Even when efficiency is the topic, the throw-away mentality seems to apply, even to major structures such as office buildings. Many of us are attracted to the glamour of the new and innovative and less inclined to value what’s already there.
This modern phenomenon has been described as conspicuous conservationism or, even more harshly, as ‘ostentatious eco-design – status at the cost of real environmental good’.
But, in the words of prominent American architect Carl Elphante, “The greenest building is the one that’s already built.”
Although this will not be true in every case, overseas experience shows there is much that can be done, at a reasonable cost, to add ‘green life’ to older buildings, and there are examples of this global trend in Australia.
Arup, working with the Property Council of Australia (PCA), has compiled a handbook for building owners that outlines these options – Existing Buildings: Survival Strategies.
Older office buildings make up more than 93 per cent of the rental office space in Australian cities, most of it designed before the introduction of green rating systems. Existing stock is slowly replaced at a rate of less than three per cent per year. Once built, offices need to be refurbished every 20 to 25 years and buildings undergoing major refurbishment must comply with current regulations.
Building owners who do not respond to these new green regulatory requirements will face a compounding disadvantage: growing operating costs, decreasing rental yields and a struggle for tenants in a competitive environment of high amenity expectations.
However, this decline is far from inevitable. Not only is there scope for reducing the environmental impact and tooling up older buildings to comply with the increasingly stringent green regulations ahead, but it is a matter of urgency that this is done.
‘Reduce, reuse, recycle’ is the environmentalists’ maxim and these three Rs apply as much to office buildings as to anything else.
Reducing energy use, including from mechanical and electrical systems, can often yield the greatest benefit with the least investment of new material and energy resources. Surprisingly significant efficiencies can be made at minimal cost through a maintenance and housekeeping review. Simple changes such as labelling zone lights clearly, modifying setpoints and procuring green energy can make a real difference.
For older buildings, the second R (reusing) leads to three more: refurbish, retrofit and rejuvenate. Not just for energy efficiency, but to create working spaces full of daylight, clean air and greenery. When deciding whether to demolish and rebuild or retain and revamp it is important to start from a baseline against which targets can be set and ultimately measured.
Forgetting to calculate the costs associated with demolition and new construction is a common energy accounting omission, according to Flinders University economist Owen Covick, who chairs the Energy Consumers’ Council of South Australia. The pitfall, he says, is to start the energy stopwatch from the beginning of normal use, ignoring the relative impact of the costs before the point when monthly energy savings start to show up. The energy accounting for both options should factor in everything on both sides of the column: the costs associated with tearing down a building and starting afresh with new materials, and the energy costs of retain and revamp improvements.
A study by the UK’s BRE Trust in 2002 showed that, generally, refurbishment solutions are lower both in environmental impact and whole-life costs (over 60 years) than comparative site redevelopments. The exception was where significant low-energy features, such as natural ventilation, could not be introduced to the existing building, but could be incorporated into a new development. A new, energy-efficient office building will not actually save energy for some decades. A replacement building may never reach the energy break-even point.

**DIRECTIVE A:**
Answer these questions using the passage on greening older office buildings:
(i) What share of the rental office space in Australian cities do older office buildings make up?
(ii) How often do offices need to be refurbished once they are built?
(iii) Which organization carried out the 2002 study comparing refurbishment with site redevelopment?
**DIRECTIVE B:** Rewrite the portion of the passage on greening older office buildings starting at "But, in the" and ending at "trend in Australia.", replacing "reasonable cost" with "modest cost".
**DIRECTIVE C:** Extend the passage on greening older office buildings by writing what comes after its final sentence.

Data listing

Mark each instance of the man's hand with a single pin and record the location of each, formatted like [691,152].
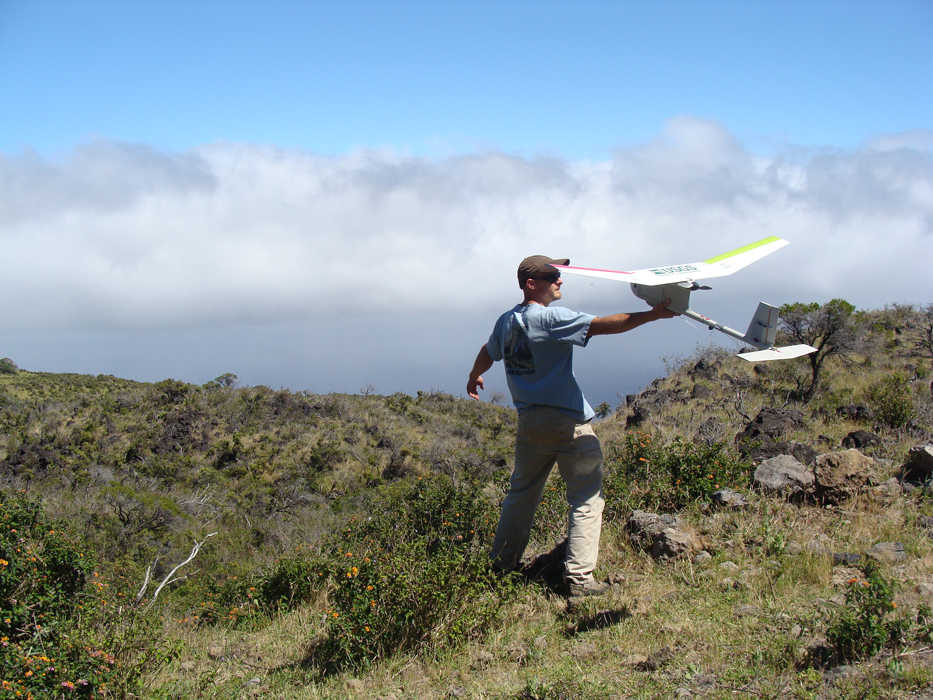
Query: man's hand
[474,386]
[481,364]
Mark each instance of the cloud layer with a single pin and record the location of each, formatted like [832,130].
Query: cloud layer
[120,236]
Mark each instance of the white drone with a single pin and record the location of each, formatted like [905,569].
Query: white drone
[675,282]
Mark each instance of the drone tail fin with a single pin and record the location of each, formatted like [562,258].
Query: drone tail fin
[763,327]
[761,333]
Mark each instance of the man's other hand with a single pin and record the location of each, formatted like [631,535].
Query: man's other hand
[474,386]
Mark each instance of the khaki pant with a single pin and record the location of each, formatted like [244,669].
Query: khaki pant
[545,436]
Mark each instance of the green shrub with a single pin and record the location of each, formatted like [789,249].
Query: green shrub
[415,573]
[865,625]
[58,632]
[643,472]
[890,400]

**TASK RESULT A:**
(i) More than 93 per cent
(ii) Every 20 to 25 years
(iii) The UK's BRE Trust

**TASK RESULT B:**
But, in the words of prominent American architect Carl Elphante, “The greenest building is the one that’s already built.”
Although this will not be true in every case, overseas experience shows there is much that can be done, at a modest cost, to add ‘green life’ to older buildings, and there are examples of this global trend in Australia.

**TASK RESULT C:**
Older buildings tend to fall into two categories. The first is those built before World War II, when resources were relatively scarce. When their operating systems are brought up to speed, these buildings can be remarkably energy efficient. In Sydney, a seven-level office building at 39 Hunter Street, constructed in 1916, has achieved a Six Star Green Star Office Design rating, the first heritage-listed building in Australia to do so. Its refurbishment, handled in large part by Arup’s specialists, included cutting out an atrium, adding high-efficiency lighting, putting in displacement air conditioning and using the sprinkler tank for thermal storage, helping to reduce peak-load energy consumption.
In the second category are the early modern era buildings (1950s through 1970s), built at a time when resources seemed unlimited. While they are a problem, it is not necessarily an insoluble one. Creative solutions include adding triple skins and incorporating functional adaptations as design elements.
Another recent Australian example is 500 Collins Street, Melbourne – a 30-year-old building rising to 28 levels. It was refurbished three floors at a time with tenants in situ. The owners installed chilled beams which allowed extra air-handing capacity that was used to supply fresh air. The upshot was a 50 per cent improvement in fresh air rates and a 39 per cent reduction in sick leave days, in addition to an air conditioning system that will use 30 per cent less energy than conventional systems.
As for the third R – recycling building materials after demolition will conserve some of the building’s embodied energy – the energy that is bound up in the building’s materials. Arup’s approach here is far from glamorous, but it is effective: a database of materials that are computer-tracked to their destination.
The built environment is too important for us to be paralysed by pessimism, which is counter-productive as well as unjustified by the facts. What we need do is invest in our existing office stock so that it can meet the demands of today’s tenants for energy efficiency and increased amenity.
Every existing building represents a considerable energy investment from the materials and energy that went into its construction. These buildings are a city’s heritage, its skyline and its distinct character. They should be valued for what they are truly worth and not discarded without a proper weighing-up of the realistic alternatives.
Existing Buildings: Survival Strategies – a toolbox for re-energising tired assets is available from the Property Council of Australia.
Top 10 ‘Quick Win’ initiatives
There are many ways of improving existing office buildings, with varying benefits, constraints and costs. Some initiatives are quite straightforward in terms of cost, time and disruption and produce immediate benefits – these are the ‘quick wins’. These initiatives are easy to achieve, yet yield substantial benefits.
- Replace existing lamps with T5 fluorescents.
- Modify air conditioning setpoints to provide a wider control band, within acceptable comfort boundaries.
- Provide clear light switch labelling.
- Re-balance and recommission all plant.
- Use low irritant or non-chemical cleaning products.
- Implement a comprehensive preventative maintenance program.
- Maintain up-to-date, comprehensive accessible O&M manuals and building users’ guides.
- Provide sub-metering of electricity, gas and water.
- Ensure controls are working correctly.
- Provide water-efficient appliances.
Paul Sloman is a Principal of Arup and leads the NSW Buildings Group. In a wide-ranging career as a mechanical services engineer, Paul has developed a particular interest in the built form and the use of passive engineering techniques to control the internal environment, and energy-efficient buildings. Working almost exclusively on integrated design projects, he is interested in good design through organisational efficiency, energy-conscious design and thermal comfort. Arup is the force behind many of the world’s most innovative and sustainable building, planning, infrastructure, transport and civil engineering projects. The Beijing National Aquatics Centre was designed by a consortium of Arup, PTW Architects and the China Construction Design Institute (CCDI).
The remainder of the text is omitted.